## Enregistrements issus d'une source de données
•••••

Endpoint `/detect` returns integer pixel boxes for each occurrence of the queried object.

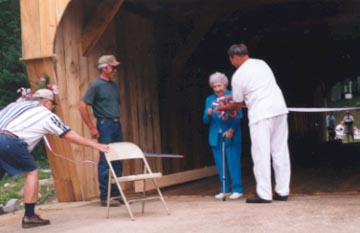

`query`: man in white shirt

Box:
[0,89,109,228]
[218,44,290,203]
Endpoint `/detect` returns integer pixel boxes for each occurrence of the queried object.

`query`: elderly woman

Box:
[203,72,243,199]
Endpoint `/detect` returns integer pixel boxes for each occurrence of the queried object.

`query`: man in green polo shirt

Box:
[79,55,122,206]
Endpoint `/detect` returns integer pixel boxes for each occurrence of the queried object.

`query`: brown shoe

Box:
[273,192,289,201]
[100,200,120,207]
[246,194,271,203]
[22,214,50,228]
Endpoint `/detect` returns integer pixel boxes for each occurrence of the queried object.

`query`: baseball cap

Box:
[33,89,55,102]
[98,55,120,69]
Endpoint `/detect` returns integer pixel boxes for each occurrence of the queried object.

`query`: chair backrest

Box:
[105,142,144,161]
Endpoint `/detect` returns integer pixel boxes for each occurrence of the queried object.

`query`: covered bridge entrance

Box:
[20,0,360,201]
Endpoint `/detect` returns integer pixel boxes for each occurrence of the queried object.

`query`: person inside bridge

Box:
[218,43,290,203]
[203,72,243,200]
[0,89,109,228]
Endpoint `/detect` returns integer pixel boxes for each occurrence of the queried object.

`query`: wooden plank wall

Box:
[55,1,123,200]
[20,0,70,59]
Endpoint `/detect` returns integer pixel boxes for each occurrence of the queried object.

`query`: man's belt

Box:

•••••

## Énoncé de tâche
Renommez « Endpoint » en « Route » dans toutes les entrées ci-dessus et reproduisez-les sans aucune autre modification. N'incluez pas les images.

## Tâche réalisée
Route `/detect` returns integer pixel boxes for each occurrence of the queried object.


`query`: man in white shirt

Box:
[0,89,109,228]
[218,44,290,203]
Route `/detect` returns integer pixel boxes for each occurrence of the queried object.

`query`: elderly woman

Box:
[203,72,243,199]
Route `/detect` returns integer pixel boxes for each occurrence of the queried object.

`query`: man in green polo shirt

Box:
[79,55,122,206]
Route `/detect` returns integer pixel boxes for each occurrence of the queried object.

`query`: brown shoe

Box:
[273,192,289,201]
[100,200,120,207]
[246,194,271,203]
[22,214,50,228]
Route `/detect` returns integer pixel boxes for each occurrence of the queried object.

`query`: baseball cap

Box:
[33,89,55,102]
[98,55,120,69]
Route `/detect` returns integer pixel boxes for each occurrence of the queried object.

`query`: chair backrest

Box:
[105,142,144,161]
Route `/detect` returns integer pixel boxes for each occurrence of the queried object.

`query`: covered bridge entrance

Box:
[20,0,360,201]
Route `/detect` returns integer pixel boxes for each occurrence of the queried object.

`query`: person inside bridge

Box:
[218,43,290,203]
[203,72,243,200]
[0,89,109,228]
Route `/detect` returns integer pixel boxes for each occurrence of the queried object.

`query`: wooden plank wall

Box:
[55,1,123,200]
[20,0,70,59]
Route `/detect` returns integer pixel boxes for each occurrence of the queried object.

`query`: man's belt

Box:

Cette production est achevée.